— BEGIN Supplied passage —
Other people in these villages work locally but are employed as cleaners or caterers by multinational firms, for which this is just one group of workers among many scattered over the globe. Finally, there are women (mostly) who are the partners of the men, several of whom are occupied in a daily round of nurseries and child-minders, often being the heart and soul of local meetings and charities (near places). They tend to drive into Oxford to do their shopping, maintain contacts with extended family outside the local area and like to go on holiday to somewhere ‘exotic’ (far places).
This account of the different social groups in this hypothetical village shows how place is far more permeable for some (the wealthy incomers and out-goers) than it is for others. In addition, within that social grouping, there are gender differences in the shaping of activities within the place. However, even the more rooted, less travelled lower income people here are increasingly touched by wider events. Farm workers, for example, are subject to agricultural policy decisions made in London or elsewhere, and the cleaners and caterers who work for multinational firms in the area might well feel the force of global economics if those companies were to cut back on jobs (all experienced places).
— END Supplied passage —
— BEGIN Supplied material —
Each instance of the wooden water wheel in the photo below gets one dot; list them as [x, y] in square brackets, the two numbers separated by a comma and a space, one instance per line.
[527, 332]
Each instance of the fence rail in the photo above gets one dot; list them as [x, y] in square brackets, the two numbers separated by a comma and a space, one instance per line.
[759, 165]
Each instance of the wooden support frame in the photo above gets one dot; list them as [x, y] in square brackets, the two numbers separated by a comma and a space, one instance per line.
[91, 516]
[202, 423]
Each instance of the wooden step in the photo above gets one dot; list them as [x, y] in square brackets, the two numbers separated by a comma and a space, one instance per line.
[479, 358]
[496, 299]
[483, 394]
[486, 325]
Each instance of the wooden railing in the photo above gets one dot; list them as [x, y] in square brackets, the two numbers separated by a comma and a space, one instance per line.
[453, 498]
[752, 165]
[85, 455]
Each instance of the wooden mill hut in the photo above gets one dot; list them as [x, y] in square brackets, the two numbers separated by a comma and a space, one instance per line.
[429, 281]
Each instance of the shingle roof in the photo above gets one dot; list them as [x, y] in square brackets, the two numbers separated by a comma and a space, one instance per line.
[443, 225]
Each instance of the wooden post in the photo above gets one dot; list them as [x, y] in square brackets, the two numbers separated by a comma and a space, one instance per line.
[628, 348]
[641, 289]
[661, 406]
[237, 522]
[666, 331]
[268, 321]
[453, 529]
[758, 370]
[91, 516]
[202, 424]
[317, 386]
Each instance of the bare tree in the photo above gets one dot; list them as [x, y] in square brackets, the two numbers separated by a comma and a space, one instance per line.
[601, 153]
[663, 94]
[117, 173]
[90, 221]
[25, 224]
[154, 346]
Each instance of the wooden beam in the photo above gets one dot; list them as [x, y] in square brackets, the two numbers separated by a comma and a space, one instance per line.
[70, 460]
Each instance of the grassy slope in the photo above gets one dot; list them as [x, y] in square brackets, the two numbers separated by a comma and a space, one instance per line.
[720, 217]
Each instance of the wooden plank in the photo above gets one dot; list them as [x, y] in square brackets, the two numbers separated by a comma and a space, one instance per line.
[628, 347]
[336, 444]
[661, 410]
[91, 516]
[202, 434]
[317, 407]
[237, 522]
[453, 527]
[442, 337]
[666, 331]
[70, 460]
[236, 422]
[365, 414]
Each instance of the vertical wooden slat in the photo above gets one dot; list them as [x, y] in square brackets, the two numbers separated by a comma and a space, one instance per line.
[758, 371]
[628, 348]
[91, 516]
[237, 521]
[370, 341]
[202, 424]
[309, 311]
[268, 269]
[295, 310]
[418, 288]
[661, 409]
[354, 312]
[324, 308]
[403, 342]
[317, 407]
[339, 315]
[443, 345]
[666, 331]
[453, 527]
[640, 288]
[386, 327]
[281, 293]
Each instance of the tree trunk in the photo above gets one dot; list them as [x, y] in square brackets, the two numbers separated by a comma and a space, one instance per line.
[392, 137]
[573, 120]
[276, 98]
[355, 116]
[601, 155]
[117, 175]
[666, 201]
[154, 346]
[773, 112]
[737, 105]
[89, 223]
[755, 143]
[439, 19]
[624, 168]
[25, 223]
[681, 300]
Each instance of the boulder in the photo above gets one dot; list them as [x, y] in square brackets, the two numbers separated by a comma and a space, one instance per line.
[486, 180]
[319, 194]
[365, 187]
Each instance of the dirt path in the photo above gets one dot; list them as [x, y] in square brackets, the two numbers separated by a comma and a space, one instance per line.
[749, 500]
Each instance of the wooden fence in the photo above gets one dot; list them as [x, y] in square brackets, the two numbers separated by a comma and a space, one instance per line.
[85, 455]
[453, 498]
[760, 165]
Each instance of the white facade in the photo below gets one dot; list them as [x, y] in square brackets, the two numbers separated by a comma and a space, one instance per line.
— END Supplied material —
» Complete the following:
[a] From the passage on village social groups, print everything between "Other people in" and "somewhere ‘exotic’ (far places).", inclusive.
[b] Carry on the passage on village social groups from its last sentence.

» Answers to the problems:
[a]
Other people in these villages work locally but are employed as cleaners or caterers by multinational firms, for which this is just one group of workers among many scattered over the globe. Finally, there are women (mostly) who are the partners of the men, several of whom are occupied in a daily round of nurseries and child-minders, often being the heart and soul of local meetings and charities (near places). They tend to drive into Oxford to do their shopping, maintain contacts with extended family outside the local area and like to go on holiday to somewhere ‘exotic’ (far places).

[b]
Add to these the assertion that in today’s electronic society people have no ‘sense of place’; rather they occupy media places. Electronic media are undermining the traditional relationship between a physical setting and a social setting. The world’s media bring to our location events that are taking place in another location, and hence in some ways we are transported to that location even though we remain in our location. At a much smaller scale is the situation in which two people are having a telephone or a WhatsApp conversation in two different locations. Indeed, the telephone (or computer) brings them closer together than with other people in their respective locations. Furthermore, the plethora of media communications in recent years has forced us to consider the bias or agenda of the source(s).